start Page text

If a player draws a King 22 from either deck, it may be saved for future use. No Royal Coins 18 are placed and the turn passes to the next player. If the player holding a King 22 subsequently rolls a Queen 28, the player may choose to play the King to "overrule" the Queen. If this choice is made, the player loses no Royal Coins 18 already placed. However, no Royal Coins 18 are earned on this turn, and the play passes to the next player. If the Queen's Champion card 20 is drawn, the player has the option of meeting the Queen's Champion in "mortal combat", or declining such "combat" and simply losing a turn. If combat is chosen, a third die 40 as shown in FIG. 6 is tossed. If a Crown 44 is rolled, the player wins the game and becomes the new Queen's Champion. But, if a Knight's Head 42 is rolled, the player loses everything and is out of the game.
If a player performs an arithmetic operation incorrectly, the error must be pointed out by another player or play continues as if it were correct. An incorrect answer only costs that player a turn. In the preferred form of play, there is no penalty for an incorrect challenge. Players must answer problems at the level of their ability. For example, players having experience with negative numbers, must give appropriate negative number answers in subtraction problems. Players inexperienced with negative numbers, are allowed to subtract the smaller from the larger number appearing on the cards. Negative answer numbers are treated as positive for Royal Coin placement.

end Page text
start Raw records

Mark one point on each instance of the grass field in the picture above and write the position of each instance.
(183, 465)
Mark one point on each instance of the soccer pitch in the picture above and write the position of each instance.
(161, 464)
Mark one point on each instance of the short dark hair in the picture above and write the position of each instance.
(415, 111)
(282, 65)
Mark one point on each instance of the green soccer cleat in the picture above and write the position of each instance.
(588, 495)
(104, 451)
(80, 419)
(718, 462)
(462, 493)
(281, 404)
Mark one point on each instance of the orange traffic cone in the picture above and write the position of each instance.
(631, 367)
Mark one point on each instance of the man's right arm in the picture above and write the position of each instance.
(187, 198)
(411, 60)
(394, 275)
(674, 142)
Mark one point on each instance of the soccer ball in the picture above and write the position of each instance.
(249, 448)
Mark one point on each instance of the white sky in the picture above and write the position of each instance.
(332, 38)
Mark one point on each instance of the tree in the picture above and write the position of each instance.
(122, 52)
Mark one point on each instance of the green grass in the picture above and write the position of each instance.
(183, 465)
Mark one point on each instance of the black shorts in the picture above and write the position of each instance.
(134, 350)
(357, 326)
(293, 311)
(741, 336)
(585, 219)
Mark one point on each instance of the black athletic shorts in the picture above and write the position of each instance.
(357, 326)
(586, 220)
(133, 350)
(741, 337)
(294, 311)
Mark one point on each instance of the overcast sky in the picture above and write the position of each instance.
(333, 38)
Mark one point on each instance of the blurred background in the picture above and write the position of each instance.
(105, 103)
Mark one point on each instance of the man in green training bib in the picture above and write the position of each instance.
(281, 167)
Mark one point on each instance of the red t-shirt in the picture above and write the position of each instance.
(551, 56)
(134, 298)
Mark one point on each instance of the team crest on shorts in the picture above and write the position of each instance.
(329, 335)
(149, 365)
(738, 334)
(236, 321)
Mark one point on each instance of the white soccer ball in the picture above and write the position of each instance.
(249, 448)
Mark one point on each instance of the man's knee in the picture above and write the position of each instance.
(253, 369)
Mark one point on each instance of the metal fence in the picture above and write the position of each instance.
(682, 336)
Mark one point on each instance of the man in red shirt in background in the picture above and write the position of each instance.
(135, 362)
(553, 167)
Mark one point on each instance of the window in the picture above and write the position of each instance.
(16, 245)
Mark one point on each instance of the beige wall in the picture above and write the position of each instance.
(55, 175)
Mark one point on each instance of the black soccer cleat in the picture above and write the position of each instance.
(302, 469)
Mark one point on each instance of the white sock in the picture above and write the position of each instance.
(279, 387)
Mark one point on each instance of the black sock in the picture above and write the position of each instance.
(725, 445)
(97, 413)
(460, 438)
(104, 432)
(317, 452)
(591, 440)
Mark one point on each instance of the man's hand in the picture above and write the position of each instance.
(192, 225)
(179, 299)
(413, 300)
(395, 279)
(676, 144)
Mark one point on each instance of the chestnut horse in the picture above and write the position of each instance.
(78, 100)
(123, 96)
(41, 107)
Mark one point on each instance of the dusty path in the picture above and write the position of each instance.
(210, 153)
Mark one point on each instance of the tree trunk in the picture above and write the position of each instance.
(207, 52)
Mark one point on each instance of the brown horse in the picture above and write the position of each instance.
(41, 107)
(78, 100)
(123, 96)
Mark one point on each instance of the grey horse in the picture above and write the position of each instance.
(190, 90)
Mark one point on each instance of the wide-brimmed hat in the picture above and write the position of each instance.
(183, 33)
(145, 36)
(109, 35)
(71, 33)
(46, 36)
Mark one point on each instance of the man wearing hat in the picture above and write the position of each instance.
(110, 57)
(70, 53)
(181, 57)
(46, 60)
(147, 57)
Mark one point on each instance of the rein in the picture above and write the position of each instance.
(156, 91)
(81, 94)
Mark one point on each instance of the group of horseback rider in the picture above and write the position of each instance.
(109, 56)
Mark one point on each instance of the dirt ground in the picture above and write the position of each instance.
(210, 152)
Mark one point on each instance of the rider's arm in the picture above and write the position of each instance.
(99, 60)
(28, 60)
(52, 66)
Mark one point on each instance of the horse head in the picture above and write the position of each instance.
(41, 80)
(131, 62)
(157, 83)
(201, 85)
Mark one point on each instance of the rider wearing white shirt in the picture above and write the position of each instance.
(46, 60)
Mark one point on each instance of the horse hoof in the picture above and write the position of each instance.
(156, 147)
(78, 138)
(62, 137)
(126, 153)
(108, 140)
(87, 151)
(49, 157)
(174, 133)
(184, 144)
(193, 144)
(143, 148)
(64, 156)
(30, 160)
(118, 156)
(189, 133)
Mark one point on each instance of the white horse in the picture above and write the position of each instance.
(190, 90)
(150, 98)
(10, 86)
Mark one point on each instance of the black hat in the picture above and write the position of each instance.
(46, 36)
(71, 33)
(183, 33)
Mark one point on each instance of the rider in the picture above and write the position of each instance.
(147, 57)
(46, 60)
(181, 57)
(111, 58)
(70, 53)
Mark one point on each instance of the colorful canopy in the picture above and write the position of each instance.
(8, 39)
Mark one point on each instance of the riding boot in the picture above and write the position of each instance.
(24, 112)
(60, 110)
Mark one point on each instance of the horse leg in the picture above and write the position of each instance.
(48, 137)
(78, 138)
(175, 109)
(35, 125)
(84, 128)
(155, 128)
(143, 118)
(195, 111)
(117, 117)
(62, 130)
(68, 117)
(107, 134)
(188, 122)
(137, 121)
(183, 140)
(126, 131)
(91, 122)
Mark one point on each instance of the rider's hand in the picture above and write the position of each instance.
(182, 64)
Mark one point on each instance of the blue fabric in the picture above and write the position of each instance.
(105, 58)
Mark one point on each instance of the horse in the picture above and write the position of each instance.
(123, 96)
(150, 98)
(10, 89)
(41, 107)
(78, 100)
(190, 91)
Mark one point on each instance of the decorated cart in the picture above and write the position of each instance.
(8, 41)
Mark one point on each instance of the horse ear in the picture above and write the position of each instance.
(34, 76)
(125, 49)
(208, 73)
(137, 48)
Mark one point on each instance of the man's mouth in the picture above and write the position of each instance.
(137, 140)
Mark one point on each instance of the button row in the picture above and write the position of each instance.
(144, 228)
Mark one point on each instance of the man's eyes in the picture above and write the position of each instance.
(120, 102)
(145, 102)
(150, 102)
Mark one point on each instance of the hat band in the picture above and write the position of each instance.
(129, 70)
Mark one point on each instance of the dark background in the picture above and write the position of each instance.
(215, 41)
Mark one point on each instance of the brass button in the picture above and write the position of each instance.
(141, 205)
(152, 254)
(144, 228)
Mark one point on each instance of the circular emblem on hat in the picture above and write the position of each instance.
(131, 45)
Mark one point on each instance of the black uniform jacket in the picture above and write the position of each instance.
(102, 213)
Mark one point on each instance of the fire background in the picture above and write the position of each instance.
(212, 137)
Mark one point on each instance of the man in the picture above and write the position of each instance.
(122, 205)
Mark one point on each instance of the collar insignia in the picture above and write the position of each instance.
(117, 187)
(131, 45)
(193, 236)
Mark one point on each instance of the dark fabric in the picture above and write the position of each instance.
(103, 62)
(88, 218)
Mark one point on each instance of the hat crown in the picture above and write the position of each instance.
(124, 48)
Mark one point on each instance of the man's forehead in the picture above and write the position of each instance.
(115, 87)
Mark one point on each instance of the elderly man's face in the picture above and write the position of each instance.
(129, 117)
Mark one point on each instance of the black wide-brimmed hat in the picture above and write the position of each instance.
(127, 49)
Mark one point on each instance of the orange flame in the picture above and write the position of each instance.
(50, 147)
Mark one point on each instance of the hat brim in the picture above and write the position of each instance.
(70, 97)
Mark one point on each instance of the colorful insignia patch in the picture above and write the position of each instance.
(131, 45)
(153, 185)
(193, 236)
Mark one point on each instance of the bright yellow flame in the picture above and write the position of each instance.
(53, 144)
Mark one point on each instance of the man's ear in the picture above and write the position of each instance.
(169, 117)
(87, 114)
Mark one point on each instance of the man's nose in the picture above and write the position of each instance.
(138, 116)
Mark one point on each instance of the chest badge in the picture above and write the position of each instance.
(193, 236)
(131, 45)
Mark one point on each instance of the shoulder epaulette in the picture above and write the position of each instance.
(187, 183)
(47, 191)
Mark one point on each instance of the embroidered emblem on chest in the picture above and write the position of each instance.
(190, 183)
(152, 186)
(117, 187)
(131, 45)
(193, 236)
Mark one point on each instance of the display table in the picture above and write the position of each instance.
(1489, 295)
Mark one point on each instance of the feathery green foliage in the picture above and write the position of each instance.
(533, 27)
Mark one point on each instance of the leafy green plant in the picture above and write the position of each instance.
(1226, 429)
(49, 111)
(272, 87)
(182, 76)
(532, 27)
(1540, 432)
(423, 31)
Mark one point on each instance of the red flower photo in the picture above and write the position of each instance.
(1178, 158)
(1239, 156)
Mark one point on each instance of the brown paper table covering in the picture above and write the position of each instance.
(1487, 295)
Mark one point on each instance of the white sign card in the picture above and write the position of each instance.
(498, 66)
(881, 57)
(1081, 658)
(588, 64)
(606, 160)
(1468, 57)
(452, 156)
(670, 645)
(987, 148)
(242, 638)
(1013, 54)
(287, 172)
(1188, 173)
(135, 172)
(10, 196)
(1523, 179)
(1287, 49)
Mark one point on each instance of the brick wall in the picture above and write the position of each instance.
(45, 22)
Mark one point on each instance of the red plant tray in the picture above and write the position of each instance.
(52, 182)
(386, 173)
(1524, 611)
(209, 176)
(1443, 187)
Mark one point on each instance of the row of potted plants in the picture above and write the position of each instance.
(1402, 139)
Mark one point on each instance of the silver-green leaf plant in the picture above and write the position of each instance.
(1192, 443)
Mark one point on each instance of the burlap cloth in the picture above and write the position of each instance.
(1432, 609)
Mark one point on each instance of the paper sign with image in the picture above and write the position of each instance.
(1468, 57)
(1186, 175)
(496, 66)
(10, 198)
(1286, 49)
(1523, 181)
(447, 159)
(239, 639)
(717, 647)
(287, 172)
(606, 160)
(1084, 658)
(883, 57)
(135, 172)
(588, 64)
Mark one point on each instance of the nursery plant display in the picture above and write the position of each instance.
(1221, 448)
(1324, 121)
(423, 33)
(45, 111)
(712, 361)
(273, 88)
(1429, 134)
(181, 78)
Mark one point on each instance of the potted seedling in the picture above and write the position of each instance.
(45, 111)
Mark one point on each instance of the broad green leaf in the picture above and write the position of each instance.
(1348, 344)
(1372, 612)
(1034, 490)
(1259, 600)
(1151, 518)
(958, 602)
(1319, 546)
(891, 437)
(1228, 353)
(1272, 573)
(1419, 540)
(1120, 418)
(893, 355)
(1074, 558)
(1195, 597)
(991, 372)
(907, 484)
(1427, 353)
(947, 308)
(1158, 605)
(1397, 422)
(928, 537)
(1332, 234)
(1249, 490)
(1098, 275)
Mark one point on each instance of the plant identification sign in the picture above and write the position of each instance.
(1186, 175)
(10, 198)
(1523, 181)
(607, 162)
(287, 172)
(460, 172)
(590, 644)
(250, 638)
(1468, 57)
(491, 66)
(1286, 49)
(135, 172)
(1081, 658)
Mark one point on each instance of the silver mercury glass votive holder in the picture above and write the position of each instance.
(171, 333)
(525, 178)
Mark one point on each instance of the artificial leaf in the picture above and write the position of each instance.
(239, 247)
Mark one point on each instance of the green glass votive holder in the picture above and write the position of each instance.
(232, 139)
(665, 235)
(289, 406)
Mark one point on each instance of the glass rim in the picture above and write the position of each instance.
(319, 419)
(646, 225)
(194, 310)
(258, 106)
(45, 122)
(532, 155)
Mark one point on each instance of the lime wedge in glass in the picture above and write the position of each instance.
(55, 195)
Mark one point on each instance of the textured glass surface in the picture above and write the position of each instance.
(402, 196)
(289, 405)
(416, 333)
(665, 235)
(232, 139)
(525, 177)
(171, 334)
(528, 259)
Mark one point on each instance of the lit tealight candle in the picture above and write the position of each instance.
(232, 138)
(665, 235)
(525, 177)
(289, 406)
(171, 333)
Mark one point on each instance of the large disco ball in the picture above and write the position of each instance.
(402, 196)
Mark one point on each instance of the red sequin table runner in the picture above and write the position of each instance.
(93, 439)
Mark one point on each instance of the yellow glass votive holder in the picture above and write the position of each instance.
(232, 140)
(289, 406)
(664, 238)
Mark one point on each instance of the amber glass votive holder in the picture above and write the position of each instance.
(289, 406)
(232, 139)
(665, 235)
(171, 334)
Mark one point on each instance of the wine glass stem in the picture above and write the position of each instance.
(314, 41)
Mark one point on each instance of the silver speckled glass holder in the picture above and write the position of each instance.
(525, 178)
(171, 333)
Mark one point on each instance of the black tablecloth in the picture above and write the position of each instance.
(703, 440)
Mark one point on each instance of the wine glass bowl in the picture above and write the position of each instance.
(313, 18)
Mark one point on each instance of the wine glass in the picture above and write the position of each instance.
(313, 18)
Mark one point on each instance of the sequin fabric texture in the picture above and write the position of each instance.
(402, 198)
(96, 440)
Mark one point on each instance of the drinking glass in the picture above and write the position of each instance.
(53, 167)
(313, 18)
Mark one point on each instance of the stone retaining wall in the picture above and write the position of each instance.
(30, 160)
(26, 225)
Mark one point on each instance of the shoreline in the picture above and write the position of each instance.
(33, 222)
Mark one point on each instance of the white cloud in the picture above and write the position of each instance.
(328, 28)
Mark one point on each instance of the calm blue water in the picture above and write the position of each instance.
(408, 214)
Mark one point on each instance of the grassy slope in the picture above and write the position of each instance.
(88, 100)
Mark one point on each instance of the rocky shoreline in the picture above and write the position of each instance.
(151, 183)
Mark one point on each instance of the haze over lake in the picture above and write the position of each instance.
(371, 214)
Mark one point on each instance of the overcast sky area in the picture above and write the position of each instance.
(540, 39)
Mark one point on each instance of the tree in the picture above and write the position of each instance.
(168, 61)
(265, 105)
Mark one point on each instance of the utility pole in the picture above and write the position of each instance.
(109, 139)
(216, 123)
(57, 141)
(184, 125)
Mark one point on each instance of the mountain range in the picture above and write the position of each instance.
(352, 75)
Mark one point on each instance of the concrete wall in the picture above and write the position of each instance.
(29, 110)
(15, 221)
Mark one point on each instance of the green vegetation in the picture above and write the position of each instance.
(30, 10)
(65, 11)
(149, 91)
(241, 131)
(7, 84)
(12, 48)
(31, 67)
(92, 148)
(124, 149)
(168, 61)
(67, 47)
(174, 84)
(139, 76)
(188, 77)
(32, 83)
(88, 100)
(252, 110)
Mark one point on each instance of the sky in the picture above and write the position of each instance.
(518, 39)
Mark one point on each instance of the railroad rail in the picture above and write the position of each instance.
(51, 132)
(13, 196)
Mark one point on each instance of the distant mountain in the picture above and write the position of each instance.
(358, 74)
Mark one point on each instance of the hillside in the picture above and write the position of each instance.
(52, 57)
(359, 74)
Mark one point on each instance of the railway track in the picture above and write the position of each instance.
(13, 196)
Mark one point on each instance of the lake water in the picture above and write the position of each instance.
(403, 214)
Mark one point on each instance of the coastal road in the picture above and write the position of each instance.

end Raw records

→ **Written instruction**
Copy the game description verbatim from "If a player draws" to "of the game.". The rows were taken from a separate source unrelated to the game description.

→ **Finished task**
If a player draws a King 22 from either deck, it may be saved for future use. No Royal Coins 18 are placed and the turn passes to the next player. If the player holding a King 22 subsequently rolls a Queen 28, the player may choose to play the King to "overrule" the Queen. If this choice is made, the player loses no Royal Coins 18 already placed. However, no Royal Coins 18 are earned on this turn, and the play passes to the next player. If the Queen's Champion card 20 is drawn, the player has the option of meeting the Queen's Champion in "mortal combat", or declining such "combat" and simply losing a turn. If combat is chosen, a third die 40 as shown in FIG. 6 is tossed. If a Crown 44 is rolled, the player wins the game and becomes the new Queen's Champion. But, if a Knight's Head 42 is rolled, the player loses everything and is out of the game.